── DATA TO PROCESS
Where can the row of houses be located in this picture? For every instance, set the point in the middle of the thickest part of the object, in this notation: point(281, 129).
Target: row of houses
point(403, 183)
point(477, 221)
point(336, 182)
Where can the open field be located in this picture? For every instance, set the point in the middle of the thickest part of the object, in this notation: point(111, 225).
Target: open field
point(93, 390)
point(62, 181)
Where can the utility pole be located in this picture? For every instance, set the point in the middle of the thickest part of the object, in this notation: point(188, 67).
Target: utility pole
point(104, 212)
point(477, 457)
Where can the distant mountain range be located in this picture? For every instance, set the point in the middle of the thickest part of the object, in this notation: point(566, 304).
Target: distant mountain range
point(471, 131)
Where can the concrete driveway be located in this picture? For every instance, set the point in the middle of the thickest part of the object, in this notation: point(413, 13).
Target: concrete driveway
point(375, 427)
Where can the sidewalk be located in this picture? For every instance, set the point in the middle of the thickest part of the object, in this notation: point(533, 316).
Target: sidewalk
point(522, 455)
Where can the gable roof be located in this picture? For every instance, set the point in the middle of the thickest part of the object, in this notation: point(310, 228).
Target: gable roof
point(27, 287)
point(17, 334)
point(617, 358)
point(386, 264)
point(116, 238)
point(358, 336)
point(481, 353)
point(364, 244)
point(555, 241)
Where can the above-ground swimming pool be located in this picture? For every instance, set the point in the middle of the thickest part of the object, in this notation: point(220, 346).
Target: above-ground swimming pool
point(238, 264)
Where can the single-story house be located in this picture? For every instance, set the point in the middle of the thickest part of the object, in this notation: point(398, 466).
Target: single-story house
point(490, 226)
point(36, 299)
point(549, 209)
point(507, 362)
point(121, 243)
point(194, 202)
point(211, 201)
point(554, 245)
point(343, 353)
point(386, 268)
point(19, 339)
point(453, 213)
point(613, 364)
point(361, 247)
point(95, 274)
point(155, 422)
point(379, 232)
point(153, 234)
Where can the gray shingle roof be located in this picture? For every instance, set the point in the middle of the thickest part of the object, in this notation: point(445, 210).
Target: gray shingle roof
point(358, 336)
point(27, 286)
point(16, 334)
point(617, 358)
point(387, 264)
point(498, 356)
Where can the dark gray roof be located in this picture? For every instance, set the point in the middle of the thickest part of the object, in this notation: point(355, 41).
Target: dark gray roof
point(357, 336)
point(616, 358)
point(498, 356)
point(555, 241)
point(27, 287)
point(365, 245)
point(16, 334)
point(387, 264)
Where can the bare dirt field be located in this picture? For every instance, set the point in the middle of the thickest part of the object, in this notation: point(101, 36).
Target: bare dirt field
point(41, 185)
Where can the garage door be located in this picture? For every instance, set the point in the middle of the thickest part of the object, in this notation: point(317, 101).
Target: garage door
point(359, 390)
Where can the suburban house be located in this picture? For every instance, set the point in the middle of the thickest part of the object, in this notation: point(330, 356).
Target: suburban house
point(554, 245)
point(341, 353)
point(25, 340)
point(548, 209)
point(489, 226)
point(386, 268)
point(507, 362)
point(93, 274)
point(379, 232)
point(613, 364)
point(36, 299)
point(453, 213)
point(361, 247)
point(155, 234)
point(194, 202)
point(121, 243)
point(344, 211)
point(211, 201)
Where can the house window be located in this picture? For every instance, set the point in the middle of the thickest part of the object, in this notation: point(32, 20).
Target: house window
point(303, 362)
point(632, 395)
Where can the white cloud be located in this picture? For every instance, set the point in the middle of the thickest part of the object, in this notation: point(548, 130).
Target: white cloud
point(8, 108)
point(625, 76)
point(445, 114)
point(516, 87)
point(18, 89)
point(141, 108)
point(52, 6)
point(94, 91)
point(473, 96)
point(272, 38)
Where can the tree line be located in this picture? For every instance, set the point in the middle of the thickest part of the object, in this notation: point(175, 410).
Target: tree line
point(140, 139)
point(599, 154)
────
Set the material down exactly as written, starting at its first line. The line containing "Where can the open" is the last one to include.

Where can the row of houses be located in this picture? For every instance, set the point in the middle of the thickest part of the object, in this notation: point(281, 129).
Target: row of houses
point(403, 183)
point(477, 221)
point(336, 182)
Where can the open field be located in this picture? For every instance, set the point in the middle of the thickest part of the object, in this notation: point(111, 225).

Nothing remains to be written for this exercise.